Task prompt
With nothing added and nothing dropped, write out all of the entries below.

(Dataset entries)

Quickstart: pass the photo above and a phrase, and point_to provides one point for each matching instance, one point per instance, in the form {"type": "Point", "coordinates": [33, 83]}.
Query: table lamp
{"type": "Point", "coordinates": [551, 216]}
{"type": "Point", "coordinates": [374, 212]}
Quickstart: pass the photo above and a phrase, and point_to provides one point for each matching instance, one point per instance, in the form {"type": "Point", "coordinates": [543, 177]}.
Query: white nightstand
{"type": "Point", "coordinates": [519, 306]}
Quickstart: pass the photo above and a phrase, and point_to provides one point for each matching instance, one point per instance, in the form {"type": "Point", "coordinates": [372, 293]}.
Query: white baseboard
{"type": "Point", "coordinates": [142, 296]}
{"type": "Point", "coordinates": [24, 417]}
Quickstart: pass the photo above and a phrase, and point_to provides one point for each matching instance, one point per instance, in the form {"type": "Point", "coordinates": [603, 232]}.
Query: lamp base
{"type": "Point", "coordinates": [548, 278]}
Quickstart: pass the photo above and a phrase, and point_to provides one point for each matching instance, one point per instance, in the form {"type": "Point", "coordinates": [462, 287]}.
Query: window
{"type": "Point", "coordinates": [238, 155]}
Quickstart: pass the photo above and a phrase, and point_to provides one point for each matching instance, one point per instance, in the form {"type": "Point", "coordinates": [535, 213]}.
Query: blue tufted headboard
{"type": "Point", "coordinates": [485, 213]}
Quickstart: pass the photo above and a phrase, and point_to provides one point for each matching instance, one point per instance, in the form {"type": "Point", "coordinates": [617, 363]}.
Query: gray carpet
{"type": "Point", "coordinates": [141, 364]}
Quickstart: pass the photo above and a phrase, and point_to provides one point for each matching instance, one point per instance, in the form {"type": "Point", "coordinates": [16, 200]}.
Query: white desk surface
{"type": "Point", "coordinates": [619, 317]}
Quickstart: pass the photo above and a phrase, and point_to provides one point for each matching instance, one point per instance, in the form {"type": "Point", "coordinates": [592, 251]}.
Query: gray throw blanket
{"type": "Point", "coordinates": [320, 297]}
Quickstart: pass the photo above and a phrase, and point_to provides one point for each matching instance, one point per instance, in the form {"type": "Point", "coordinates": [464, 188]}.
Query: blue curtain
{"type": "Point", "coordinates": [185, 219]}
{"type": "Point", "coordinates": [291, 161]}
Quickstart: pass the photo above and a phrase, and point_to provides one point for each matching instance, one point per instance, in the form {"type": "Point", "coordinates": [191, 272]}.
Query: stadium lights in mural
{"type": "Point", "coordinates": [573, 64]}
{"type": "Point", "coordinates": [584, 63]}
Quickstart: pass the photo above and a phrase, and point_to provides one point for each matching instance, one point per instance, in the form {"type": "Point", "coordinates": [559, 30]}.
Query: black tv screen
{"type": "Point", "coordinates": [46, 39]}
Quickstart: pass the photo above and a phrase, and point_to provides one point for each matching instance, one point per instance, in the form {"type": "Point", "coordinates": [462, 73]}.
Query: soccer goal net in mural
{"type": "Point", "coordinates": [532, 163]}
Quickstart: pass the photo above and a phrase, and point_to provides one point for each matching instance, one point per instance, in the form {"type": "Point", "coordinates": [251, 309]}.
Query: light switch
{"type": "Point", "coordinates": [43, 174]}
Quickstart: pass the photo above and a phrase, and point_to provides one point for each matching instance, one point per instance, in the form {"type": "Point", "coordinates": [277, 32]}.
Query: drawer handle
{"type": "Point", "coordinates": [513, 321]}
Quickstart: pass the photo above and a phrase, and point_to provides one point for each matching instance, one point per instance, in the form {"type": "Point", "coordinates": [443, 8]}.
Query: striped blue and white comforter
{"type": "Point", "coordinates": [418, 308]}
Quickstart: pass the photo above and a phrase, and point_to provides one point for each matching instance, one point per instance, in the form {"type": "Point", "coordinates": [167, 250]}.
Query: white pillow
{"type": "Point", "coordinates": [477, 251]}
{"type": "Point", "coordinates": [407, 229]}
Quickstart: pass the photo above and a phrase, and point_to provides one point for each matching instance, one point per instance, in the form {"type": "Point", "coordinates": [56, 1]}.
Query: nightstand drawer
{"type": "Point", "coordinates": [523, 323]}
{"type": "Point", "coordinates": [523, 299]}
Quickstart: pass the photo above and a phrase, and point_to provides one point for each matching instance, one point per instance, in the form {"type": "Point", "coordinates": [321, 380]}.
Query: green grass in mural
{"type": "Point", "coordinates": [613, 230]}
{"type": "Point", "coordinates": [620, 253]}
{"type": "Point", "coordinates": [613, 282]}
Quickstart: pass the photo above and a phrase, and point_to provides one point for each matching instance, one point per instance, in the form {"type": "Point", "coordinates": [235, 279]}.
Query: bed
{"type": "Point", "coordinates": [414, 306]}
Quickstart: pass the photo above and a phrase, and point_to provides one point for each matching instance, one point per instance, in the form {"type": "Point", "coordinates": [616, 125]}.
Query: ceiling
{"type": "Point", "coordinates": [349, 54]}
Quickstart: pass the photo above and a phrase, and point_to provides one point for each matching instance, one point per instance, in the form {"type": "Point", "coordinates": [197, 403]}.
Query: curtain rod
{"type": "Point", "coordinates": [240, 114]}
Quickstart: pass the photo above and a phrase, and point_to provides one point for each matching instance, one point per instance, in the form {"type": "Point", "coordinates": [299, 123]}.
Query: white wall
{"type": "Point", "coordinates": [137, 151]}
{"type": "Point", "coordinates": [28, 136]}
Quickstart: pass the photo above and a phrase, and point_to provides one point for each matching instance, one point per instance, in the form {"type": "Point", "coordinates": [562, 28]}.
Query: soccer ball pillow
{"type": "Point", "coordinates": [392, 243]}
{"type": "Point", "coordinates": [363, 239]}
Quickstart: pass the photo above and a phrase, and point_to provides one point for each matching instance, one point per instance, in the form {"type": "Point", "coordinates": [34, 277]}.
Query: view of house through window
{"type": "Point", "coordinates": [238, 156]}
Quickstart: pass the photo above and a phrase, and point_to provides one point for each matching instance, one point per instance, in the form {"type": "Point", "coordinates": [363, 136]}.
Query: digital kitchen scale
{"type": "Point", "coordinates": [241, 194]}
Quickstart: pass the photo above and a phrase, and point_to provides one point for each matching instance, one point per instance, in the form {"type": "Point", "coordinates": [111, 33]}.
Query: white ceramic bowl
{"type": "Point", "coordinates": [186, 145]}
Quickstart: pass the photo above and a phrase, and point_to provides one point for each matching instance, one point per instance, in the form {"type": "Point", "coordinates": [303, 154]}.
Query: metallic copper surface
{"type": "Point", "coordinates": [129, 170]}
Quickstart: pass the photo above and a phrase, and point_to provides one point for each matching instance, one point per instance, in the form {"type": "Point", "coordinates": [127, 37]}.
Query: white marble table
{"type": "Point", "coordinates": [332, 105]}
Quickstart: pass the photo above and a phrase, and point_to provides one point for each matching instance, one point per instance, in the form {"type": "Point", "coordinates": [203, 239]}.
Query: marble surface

Output of the exercise
Quickstart: pass the photo above and a phrase, and point_to provides one point for each matching instance, one point per instance, in the form {"type": "Point", "coordinates": [33, 83]}.
Query: table lamp
{"type": "Point", "coordinates": [551, 216]}
{"type": "Point", "coordinates": [374, 212]}
Quickstart: pass the photo above and a phrase, and point_to provides one point for each matching instance, one point per instance, in the form {"type": "Point", "coordinates": [543, 177]}.
Query: white nightstand
{"type": "Point", "coordinates": [519, 306]}
Quickstart: pass the photo above and a phrase, and point_to provides one point for each matching instance, one point per instance, in the form {"type": "Point", "coordinates": [372, 293]}.
Query: white baseboard
{"type": "Point", "coordinates": [142, 296]}
{"type": "Point", "coordinates": [24, 417]}
Quickstart: pass the photo above and a phrase, and point_to provides one point for each matching instance, one point per instance, in the form {"type": "Point", "coordinates": [603, 232]}.
Query: lamp base
{"type": "Point", "coordinates": [548, 278]}
Quickstart: pass the photo above and a phrase, and point_to provides one point for each matching instance, one point per instance, in the form {"type": "Point", "coordinates": [462, 287]}.
Query: window
{"type": "Point", "coordinates": [238, 155]}
Quickstart: pass the photo above and a phrase, and point_to provides one point for each matching instance, one point per instance, in the form {"type": "Point", "coordinates": [535, 213]}.
Query: blue tufted headboard
{"type": "Point", "coordinates": [485, 213]}
Quickstart: pass the photo above and a phrase, and point_to provides one point for each matching instance, one point per instance, in the form {"type": "Point", "coordinates": [617, 363]}.
Query: gray carpet
{"type": "Point", "coordinates": [141, 364]}
Quickstart: pass the photo above and a phrase, and point_to provides one point for each matching instance, one point per instance, in the form {"type": "Point", "coordinates": [16, 200]}.
Query: white desk surface
{"type": "Point", "coordinates": [619, 317]}
Quickstart: pass the photo above and a phrase, and point_to provides one point for each matching instance, one point per instance, in the form {"type": "Point", "coordinates": [592, 251]}.
Query: gray throw blanket
{"type": "Point", "coordinates": [320, 297]}
Quickstart: pass the photo above and a phrase, and point_to provides one point for each matching instance, one point per instance, in the form {"type": "Point", "coordinates": [464, 188]}.
Query: blue curtain
{"type": "Point", "coordinates": [185, 219]}
{"type": "Point", "coordinates": [291, 161]}
Quickstart: pass the photo above and a phrase, and point_to provides one point for each matching instance, one point per instance, in the form {"type": "Point", "coordinates": [191, 272]}.
Query: stadium lights in mural
{"type": "Point", "coordinates": [573, 64]}
{"type": "Point", "coordinates": [584, 63]}
Quickstart: pass the photo above and a phrase, and point_to provides one point for each matching instance, one point per instance, in the form {"type": "Point", "coordinates": [559, 30]}.
Query: black tv screen
{"type": "Point", "coordinates": [46, 39]}
Quickstart: pass the photo above and a phrase, and point_to provides one point for each matching instance, one point per instance, in the form {"type": "Point", "coordinates": [462, 73]}.
Query: soccer goal net in mural
{"type": "Point", "coordinates": [532, 163]}
Quickstart: pass the photo above and a phrase, and point_to provides one point for each matching instance, one point per instance, in the form {"type": "Point", "coordinates": [251, 309]}.
Query: light switch
{"type": "Point", "coordinates": [43, 174]}
Quickstart: pass the photo above and a phrase, and point_to provides one point for each matching instance, one point per instance, in the form {"type": "Point", "coordinates": [277, 32]}.
Query: drawer handle
{"type": "Point", "coordinates": [513, 321]}
Quickstart: pass the photo above and a phrase, and point_to provides one point for each matching instance, one point per instance, in the form {"type": "Point", "coordinates": [443, 8]}.
Query: striped blue and white comforter
{"type": "Point", "coordinates": [418, 308]}
Quickstart: pass the photo above and a phrase, and point_to provides one point for each matching instance, one point per instance, in the form {"type": "Point", "coordinates": [167, 250]}.
Query: white pillow
{"type": "Point", "coordinates": [477, 251]}
{"type": "Point", "coordinates": [407, 229]}
Quickstart: pass the photo above and a phrase, and point_to provides one point for each matching instance, one point per instance, in the form {"type": "Point", "coordinates": [56, 1]}.
Query: nightstand drawer
{"type": "Point", "coordinates": [523, 323]}
{"type": "Point", "coordinates": [523, 299]}
Quickstart: pass the photo above and a phrase, and point_to provides one point for each matching instance, one point per instance, in the form {"type": "Point", "coordinates": [321, 380]}.
Query: green grass in mural
{"type": "Point", "coordinates": [613, 230]}
{"type": "Point", "coordinates": [620, 253]}
{"type": "Point", "coordinates": [613, 282]}
Quickstart: pass the photo above and a phrase, and point_to provides one point for each matching instance, one point per instance, in the form {"type": "Point", "coordinates": [235, 279]}.
Query: bed
{"type": "Point", "coordinates": [414, 306]}
Quickstart: pass the photo above and a phrase, and point_to provides one point for each matching instance, one point per instance, in the form {"type": "Point", "coordinates": [616, 125]}.
Query: ceiling
{"type": "Point", "coordinates": [349, 54]}
Quickstart: pass the photo above and a phrase, and point_to provides one point for each matching instance, one point per instance, in the form {"type": "Point", "coordinates": [197, 403]}.
Query: curtain rod
{"type": "Point", "coordinates": [240, 114]}
Quickstart: pass the photo above and a phrase, and point_to provides one point for each matching instance, one point per instance, in the form {"type": "Point", "coordinates": [299, 123]}.
Query: white wall
{"type": "Point", "coordinates": [137, 151]}
{"type": "Point", "coordinates": [28, 136]}
Quickstart: pass the photo above and a phrase, and point_to provides one point for each matching instance, one point per instance, in the form {"type": "Point", "coordinates": [562, 28]}.
Query: soccer ball pillow
{"type": "Point", "coordinates": [392, 243]}
{"type": "Point", "coordinates": [363, 239]}
Quickstart: pass the photo above and a phrase, and point_to provides one point for each matching instance, one point per instance, in the form {"type": "Point", "coordinates": [34, 277]}.
Query: view of house through window
{"type": "Point", "coordinates": [238, 156]}
Quickstart: pass the photo above and a phrase, and point_to provides one point for each matching instance, one point per instance, in the form {"type": "Point", "coordinates": [363, 136]}.
Query: digital kitchen scale
{"type": "Point", "coordinates": [241, 194]}
Quickstart: pass the photo above and a phrase, and point_to provides one point for each matching instance, one point per instance, in the form {"type": "Point", "coordinates": [111, 33]}.
Query: white ceramic bowl
{"type": "Point", "coordinates": [186, 145]}
Quickstart: pass the photo above and a phrase, and point_to provides one point for each matching instance, one point per instance, in the form {"type": "Point", "coordinates": [303, 154]}.
Query: metallic copper surface
{"type": "Point", "coordinates": [129, 170]}
Quickstart: pass the photo above and a phrase, and point_to provides one point for each matching instance, one point per instance, in the form {"type": "Point", "coordinates": [127, 37]}.
Query: white marble table
{"type": "Point", "coordinates": [332, 105]}
Quickstart: pass the photo above and a phrase, and point_to provides one point for each matching instance, one point per instance, in the form {"type": "Point", "coordinates": [203, 239]}.
Query: marble surface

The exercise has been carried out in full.